◆ Data section
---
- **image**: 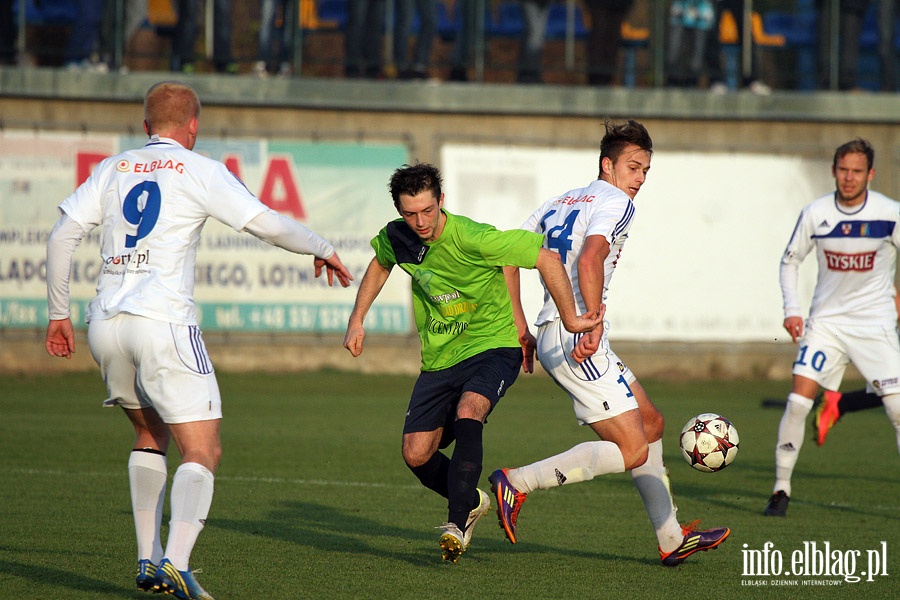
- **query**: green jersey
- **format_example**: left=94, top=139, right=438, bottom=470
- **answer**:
left=372, top=210, right=544, bottom=371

◆ Problem statement
Rewrite every line of the records above, requests included, and scale each bounding-box coordinate in the answers by 1.45, rounding to whole numbers with halves rounded up. Leave the format samples unchanged and omit the pictures.

◆ Reply
---
- **image**: 
- **query**: green jersey
- **format_example**: left=94, top=139, right=438, bottom=470
- **answer**:
left=539, top=305, right=789, bottom=538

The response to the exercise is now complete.